Aim of the exercise:
What is needed is the number of lines below that contain the string "bridge", with no other text.

(Stored data)
- Opening Delimiter -

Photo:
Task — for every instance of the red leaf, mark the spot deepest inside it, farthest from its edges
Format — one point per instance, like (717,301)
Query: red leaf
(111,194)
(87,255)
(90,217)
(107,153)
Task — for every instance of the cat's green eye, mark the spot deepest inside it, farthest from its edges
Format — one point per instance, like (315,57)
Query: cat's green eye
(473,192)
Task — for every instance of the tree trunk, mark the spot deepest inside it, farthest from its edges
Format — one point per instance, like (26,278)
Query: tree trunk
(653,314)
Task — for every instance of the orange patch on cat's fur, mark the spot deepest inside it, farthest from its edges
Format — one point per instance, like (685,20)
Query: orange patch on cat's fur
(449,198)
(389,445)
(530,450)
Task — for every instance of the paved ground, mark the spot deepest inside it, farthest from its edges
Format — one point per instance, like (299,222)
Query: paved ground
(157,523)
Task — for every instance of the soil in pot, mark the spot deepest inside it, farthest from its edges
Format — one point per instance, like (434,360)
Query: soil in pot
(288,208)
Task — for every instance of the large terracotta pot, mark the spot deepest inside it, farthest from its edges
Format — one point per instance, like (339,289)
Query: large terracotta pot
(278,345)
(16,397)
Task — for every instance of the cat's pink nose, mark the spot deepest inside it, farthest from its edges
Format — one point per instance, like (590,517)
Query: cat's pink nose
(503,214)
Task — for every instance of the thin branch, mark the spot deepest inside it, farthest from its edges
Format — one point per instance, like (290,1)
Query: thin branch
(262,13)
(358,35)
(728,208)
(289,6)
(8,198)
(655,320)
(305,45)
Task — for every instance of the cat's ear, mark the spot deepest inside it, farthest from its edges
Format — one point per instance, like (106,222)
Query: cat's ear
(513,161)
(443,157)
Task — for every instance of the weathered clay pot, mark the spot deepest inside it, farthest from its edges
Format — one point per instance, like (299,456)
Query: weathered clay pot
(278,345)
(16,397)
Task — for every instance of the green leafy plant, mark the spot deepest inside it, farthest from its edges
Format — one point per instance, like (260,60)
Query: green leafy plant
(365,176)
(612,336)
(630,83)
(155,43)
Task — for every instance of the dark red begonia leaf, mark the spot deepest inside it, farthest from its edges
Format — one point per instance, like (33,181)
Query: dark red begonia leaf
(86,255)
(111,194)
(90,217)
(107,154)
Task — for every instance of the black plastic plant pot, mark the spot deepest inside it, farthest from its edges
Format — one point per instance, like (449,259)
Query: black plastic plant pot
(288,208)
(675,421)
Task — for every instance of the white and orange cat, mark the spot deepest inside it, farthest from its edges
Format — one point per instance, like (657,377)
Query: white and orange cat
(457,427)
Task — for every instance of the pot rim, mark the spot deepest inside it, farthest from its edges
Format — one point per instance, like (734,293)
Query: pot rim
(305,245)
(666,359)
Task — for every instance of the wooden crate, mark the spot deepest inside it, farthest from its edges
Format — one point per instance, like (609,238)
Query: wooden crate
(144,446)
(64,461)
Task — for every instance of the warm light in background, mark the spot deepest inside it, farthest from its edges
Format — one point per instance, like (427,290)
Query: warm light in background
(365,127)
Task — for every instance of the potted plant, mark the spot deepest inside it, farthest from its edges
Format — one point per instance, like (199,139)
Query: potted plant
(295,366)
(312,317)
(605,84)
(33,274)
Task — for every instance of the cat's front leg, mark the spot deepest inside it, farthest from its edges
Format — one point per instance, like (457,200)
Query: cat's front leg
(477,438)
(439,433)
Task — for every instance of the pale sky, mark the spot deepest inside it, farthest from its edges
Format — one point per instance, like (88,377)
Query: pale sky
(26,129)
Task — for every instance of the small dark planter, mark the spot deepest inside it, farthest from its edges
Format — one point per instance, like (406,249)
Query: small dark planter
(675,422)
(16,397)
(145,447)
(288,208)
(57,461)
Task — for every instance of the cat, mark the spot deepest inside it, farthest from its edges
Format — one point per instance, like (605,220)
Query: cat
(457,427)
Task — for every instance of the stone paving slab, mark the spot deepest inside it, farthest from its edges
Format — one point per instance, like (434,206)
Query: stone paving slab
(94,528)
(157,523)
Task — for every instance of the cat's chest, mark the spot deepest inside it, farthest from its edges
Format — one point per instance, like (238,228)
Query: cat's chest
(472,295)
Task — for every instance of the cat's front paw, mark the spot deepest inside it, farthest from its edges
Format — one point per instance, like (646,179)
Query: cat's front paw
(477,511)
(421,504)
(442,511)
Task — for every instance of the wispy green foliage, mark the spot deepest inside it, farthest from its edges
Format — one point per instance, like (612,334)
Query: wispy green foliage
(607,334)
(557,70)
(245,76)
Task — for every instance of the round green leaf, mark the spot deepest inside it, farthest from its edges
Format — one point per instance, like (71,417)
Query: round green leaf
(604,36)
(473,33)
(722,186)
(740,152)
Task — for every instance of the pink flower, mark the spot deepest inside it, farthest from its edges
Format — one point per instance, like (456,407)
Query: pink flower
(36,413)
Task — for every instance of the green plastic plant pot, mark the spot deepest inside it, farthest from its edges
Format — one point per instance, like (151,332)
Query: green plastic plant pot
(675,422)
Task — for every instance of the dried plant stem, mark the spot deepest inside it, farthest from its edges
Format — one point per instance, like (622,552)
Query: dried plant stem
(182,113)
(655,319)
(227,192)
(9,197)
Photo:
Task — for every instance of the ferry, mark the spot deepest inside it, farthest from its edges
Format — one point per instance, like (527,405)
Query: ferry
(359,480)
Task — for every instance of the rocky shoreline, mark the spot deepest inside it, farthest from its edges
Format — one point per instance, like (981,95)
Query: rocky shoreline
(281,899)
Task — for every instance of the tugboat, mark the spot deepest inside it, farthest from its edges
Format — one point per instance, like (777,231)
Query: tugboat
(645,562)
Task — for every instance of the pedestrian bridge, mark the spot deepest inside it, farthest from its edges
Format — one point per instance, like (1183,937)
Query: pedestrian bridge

- Closing Delimiter -

Answer section:
2